===== Extracted data =====

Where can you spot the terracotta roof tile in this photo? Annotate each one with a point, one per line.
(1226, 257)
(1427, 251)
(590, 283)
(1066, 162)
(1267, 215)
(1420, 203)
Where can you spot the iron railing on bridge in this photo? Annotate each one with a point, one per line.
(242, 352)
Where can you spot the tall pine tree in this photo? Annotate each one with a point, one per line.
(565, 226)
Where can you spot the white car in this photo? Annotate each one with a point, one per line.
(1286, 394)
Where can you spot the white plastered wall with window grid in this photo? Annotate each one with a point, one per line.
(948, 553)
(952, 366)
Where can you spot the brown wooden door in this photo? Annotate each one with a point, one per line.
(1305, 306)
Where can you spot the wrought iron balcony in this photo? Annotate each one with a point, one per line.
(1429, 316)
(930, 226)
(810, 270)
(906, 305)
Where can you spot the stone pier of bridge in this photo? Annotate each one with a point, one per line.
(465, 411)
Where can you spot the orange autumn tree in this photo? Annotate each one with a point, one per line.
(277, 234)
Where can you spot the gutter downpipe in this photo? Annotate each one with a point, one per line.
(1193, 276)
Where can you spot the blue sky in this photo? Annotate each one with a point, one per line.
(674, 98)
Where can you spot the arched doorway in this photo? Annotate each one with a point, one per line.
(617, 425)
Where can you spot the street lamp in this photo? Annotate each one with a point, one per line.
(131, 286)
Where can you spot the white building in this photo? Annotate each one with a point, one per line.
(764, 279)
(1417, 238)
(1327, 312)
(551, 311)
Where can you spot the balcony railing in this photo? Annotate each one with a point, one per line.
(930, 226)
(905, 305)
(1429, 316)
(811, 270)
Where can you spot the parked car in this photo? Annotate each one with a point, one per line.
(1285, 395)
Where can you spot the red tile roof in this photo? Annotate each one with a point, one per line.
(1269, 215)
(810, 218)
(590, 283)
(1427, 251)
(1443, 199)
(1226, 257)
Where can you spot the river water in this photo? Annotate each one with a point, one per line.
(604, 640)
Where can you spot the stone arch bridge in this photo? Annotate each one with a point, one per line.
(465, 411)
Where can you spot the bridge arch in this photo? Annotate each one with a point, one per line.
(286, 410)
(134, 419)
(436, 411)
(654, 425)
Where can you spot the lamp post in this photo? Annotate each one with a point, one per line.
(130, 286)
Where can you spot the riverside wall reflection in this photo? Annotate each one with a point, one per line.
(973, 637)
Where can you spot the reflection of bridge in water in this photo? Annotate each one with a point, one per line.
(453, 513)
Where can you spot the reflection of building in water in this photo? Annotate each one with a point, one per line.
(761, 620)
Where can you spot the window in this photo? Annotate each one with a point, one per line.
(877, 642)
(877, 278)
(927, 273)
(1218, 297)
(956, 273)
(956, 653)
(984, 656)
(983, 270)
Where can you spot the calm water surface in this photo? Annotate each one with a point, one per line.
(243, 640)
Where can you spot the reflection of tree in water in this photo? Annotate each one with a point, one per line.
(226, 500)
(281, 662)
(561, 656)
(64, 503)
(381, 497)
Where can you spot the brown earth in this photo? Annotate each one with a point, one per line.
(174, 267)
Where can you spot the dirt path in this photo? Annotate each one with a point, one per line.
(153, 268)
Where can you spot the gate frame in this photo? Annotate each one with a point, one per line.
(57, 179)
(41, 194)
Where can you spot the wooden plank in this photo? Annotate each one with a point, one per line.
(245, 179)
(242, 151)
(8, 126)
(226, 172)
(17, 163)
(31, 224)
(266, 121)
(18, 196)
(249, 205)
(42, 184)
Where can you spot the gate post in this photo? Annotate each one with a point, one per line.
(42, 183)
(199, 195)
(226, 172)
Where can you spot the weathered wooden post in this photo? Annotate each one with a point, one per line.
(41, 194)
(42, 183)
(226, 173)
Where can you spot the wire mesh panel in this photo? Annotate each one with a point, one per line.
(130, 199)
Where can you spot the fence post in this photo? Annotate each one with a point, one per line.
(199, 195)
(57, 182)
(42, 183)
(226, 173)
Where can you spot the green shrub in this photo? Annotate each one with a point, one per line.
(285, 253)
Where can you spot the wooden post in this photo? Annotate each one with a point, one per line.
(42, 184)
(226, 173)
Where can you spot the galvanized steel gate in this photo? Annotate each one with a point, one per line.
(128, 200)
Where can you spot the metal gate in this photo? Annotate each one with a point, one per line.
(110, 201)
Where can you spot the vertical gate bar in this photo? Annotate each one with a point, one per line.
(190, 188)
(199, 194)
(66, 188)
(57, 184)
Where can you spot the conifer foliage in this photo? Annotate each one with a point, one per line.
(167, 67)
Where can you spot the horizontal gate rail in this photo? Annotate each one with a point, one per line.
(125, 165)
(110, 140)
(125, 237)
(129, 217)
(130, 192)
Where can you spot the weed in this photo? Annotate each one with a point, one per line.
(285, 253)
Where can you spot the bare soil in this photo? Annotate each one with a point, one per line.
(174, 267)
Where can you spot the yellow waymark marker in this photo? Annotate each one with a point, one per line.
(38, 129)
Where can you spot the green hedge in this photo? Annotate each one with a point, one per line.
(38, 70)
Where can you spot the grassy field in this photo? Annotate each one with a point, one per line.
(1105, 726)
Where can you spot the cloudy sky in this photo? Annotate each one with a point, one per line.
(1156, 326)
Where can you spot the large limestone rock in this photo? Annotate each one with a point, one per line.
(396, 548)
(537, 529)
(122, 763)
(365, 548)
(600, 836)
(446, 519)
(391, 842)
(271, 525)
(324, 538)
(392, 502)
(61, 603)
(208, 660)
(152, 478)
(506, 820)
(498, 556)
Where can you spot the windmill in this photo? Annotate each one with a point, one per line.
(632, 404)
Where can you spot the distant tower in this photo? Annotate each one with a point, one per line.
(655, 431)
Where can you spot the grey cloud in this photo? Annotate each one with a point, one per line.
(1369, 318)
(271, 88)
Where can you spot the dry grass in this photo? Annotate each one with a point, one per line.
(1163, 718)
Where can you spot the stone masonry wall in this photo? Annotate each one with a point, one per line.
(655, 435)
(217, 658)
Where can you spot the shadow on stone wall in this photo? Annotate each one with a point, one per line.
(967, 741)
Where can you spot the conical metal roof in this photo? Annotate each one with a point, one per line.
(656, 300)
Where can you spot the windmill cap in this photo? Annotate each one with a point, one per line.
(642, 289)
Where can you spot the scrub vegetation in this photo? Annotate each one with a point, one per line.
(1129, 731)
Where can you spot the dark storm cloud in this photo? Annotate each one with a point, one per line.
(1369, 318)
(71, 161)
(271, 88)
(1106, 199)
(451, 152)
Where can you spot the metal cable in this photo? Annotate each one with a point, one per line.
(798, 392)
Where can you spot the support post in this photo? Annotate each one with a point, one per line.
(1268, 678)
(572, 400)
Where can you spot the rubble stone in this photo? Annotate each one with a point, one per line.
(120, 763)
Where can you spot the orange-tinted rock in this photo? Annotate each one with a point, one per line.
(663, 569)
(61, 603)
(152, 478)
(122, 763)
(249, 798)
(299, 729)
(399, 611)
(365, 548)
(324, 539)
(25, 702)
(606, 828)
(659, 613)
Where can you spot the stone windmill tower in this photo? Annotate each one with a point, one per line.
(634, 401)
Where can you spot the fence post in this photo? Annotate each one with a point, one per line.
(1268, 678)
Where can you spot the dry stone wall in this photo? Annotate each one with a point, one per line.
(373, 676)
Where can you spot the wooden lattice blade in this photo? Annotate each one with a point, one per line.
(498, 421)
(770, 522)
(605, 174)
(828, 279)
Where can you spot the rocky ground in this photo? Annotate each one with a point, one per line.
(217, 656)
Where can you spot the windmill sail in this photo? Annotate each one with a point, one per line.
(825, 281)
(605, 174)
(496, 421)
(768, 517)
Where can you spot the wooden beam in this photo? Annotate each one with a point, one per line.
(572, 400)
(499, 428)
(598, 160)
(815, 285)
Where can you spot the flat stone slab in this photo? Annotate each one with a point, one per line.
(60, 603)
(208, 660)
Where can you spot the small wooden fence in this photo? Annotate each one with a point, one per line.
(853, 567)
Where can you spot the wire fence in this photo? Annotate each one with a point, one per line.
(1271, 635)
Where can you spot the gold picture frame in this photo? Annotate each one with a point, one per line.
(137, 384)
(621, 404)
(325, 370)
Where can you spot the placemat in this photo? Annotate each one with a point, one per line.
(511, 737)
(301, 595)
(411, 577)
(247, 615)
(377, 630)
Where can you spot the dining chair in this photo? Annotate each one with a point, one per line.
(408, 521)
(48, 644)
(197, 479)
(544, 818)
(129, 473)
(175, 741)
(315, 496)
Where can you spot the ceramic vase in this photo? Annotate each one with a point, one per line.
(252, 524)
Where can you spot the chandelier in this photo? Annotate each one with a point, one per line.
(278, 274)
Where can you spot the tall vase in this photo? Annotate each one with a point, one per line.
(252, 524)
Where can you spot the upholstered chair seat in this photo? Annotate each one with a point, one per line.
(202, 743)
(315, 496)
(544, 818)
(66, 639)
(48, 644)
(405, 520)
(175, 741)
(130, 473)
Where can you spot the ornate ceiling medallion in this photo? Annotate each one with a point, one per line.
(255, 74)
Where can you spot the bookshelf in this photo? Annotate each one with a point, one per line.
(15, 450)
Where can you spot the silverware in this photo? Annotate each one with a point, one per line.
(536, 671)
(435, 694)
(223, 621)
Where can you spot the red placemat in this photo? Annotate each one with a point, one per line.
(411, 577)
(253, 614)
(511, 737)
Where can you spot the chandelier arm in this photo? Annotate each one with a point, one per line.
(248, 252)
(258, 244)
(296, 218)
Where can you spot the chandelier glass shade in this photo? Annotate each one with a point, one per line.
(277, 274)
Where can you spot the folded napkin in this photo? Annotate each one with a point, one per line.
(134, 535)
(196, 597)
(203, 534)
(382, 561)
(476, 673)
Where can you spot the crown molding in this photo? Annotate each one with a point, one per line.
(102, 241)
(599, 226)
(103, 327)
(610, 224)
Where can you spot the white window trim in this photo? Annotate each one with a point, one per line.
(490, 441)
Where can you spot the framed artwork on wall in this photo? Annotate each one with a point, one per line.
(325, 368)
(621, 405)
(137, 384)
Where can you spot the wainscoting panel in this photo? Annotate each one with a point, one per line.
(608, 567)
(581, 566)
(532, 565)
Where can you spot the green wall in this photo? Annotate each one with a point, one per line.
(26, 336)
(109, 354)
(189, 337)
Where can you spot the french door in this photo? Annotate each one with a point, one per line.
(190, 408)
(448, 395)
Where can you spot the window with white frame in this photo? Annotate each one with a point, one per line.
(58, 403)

=====

**Problem statement**
Look above for the line containing "Where can you spot the red placemat", then transcribe it and all lines after it through the last, exactly and with nothing else.

**Written reply**
Where can you spot the red placemat in this photo? Annotate each one with a point, one per line.
(411, 577)
(253, 614)
(511, 737)
Where can you spot the chandelier arm in this photo? Annotate each one with a point, one per line.
(248, 252)
(258, 244)
(296, 218)
Where can you spot the chandelier glass shade in this photo? Annotate each one with a point, one per line.
(277, 274)
Where can you spot the folded napkin in this photo? Annotate each one with a point, one per line.
(134, 535)
(196, 597)
(203, 534)
(382, 561)
(476, 673)
Where can you spot the crown molding in this photo? Annotate each one with a point, one per line.
(102, 241)
(599, 226)
(103, 327)
(610, 224)
Where can you spot the white window trim in this photo? Annotate each one with a point, one per line.
(490, 441)
Where can you spot the framed artwork on wall in this photo? Annotate each one with a point, one per line.
(325, 368)
(621, 405)
(137, 384)
Where can you spot the wainscoting panel in this photo? Annotate each one with a point, one per line.
(608, 567)
(581, 566)
(532, 565)
Where can you spot the green wall in this photo? Annotate each one with a point, one per line.
(26, 336)
(109, 354)
(189, 337)
Where can you spot the french door in this photo? Annotate each one with a point, one per line.
(190, 408)
(448, 395)
Where can you spot the window with white frame in this photo? Annotate each one with a point, one per line.
(58, 403)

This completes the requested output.